Почему демократические традиции в России древнее авторитарных? Было ли российское крепостничество похоже на американское плантационное рабство? Как недостатки крестьянской реформы 1861 года подготовили почву для русских революций XX века? Об этом «Ленте.ру» рассказал доктор исторических наук, профессор Высшей школы экономики и старший научный сотрудник Принстонского университета Игорь Христофоров.
«Лента.ру»: Американский историк Ричард Пайпс в своей книге «Россия при старом режиме» пишет, что наше крепостное право нельзя отождествлять с классическим рабством. Он указывает, что российские крестьяне жили в своих домах, а не в невольничьих бараках; в поле они работали под началом старших членов семьи, а не надсмотрщиков; и, что самое главное, им принадлежала значительная часть создаваемого ими прибавочного продукта. Вы согласны с этим мнением?
Христофоров: Пайпс — яркий представитель тоталитарной школы в западной историографии, которая пыталась объяснить все особенности исторического процесса в России якобы существовавшей у русских на протяжении веков склонностью к авторитаризму. Поэтому для Пайпса крепостное право — не более чем метафора, иллюстрирующая эту склонность. К современной науке такой подход имеет мало отношения.

[Строки данных разметки ограничивающих рамок]
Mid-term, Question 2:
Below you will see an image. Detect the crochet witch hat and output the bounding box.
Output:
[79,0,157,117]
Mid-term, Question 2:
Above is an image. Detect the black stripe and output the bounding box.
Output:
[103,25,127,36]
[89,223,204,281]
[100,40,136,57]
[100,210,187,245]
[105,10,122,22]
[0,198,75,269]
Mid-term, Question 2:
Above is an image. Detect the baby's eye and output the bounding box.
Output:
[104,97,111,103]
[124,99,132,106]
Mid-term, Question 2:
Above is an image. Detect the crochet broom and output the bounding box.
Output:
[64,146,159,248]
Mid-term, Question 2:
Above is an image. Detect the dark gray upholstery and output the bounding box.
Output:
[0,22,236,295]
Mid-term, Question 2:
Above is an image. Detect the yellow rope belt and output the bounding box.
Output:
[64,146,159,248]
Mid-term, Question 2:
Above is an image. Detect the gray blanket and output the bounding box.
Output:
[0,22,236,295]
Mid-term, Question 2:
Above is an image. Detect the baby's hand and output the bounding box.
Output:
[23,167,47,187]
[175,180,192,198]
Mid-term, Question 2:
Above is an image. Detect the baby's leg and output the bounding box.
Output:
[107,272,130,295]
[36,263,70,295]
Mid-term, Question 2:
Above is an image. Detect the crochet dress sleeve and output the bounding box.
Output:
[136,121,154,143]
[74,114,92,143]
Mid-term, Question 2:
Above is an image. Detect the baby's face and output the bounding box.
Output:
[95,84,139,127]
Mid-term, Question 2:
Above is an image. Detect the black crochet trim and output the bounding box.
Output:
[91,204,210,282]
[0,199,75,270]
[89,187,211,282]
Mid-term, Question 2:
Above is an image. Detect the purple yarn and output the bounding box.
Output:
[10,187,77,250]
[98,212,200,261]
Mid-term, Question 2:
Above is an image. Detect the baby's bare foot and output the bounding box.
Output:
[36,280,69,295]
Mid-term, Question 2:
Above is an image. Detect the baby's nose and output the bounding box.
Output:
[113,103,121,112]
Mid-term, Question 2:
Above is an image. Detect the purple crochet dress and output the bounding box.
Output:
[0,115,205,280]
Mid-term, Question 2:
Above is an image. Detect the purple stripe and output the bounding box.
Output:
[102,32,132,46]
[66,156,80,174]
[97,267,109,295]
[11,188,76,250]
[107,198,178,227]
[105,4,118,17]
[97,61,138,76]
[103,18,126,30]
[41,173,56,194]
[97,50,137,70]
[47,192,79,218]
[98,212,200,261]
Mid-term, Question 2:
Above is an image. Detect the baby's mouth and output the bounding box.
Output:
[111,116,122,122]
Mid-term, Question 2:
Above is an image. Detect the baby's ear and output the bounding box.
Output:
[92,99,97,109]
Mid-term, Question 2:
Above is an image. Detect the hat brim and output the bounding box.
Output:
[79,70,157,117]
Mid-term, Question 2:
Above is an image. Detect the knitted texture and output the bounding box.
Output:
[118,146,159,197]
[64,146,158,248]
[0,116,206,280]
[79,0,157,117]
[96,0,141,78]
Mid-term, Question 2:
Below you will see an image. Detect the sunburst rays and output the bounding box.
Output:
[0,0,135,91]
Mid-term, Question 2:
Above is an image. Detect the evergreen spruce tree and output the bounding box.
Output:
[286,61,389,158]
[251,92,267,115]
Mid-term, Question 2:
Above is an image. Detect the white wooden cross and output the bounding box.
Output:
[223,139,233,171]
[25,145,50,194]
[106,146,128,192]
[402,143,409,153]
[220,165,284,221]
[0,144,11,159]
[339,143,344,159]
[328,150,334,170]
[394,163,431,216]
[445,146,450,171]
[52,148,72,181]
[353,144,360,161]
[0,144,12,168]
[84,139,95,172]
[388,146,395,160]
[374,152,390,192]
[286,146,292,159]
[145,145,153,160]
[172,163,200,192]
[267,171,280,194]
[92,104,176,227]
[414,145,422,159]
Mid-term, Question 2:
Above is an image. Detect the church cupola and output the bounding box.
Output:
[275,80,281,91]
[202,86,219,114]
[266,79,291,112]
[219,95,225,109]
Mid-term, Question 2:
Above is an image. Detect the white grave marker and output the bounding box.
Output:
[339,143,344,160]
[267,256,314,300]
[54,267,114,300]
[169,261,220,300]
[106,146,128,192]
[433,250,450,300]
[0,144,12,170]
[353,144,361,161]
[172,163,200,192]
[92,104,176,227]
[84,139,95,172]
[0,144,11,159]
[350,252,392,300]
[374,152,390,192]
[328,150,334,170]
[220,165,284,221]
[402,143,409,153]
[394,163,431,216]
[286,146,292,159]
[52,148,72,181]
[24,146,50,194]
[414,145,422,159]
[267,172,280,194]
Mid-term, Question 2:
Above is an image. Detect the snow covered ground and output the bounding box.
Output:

_Задания_.
1. К какой школе западной историографии Христофоров относит Ричарда Пайпса в интервью о крепостном праве?
2. Перепишите без изменений отрывок интервью о крепостном праве от «Почему демократические традиции» до «университета Игорь Христофоров.».
3. Напишите продолжение интервью о крепостном праве, начиная сразу после его последней фразы.
Список не имеет отношения к интервью о крепостном праве.

_Ответы к заданиям_.
1. К тоталитарной школе в западной историографии.

2.
Почему демократические традиции в России древнее авторитарных? Было ли российское крепостничество похоже на американское плантационное рабство? Как недостатки крестьянской реформы 1861 года подготовили почву для русских революций XX века? Об этом «Ленте.ру» рассказал доктор исторических наук, профессор Высшей школы экономики и старший научный сотрудник Принстонского университета Игорь Христофоров.

3.
Почему?
Потому что сейчас ясно, что крепостного права как единой и неизменной системы доминирования и организации хозяйства никогда не существовало, как, впрочем, и рабства. Многие современные историки (например, Алессандро Станциани) вообще считают, что очень сложно провести грань между свободным трудом и несвободным. Даже по отношению к классическому капитализму британского образца едва ли уместно говорить о свободе, поскольку английские рабочие фактически были бесправны.
Чем же тогда было крепостное право?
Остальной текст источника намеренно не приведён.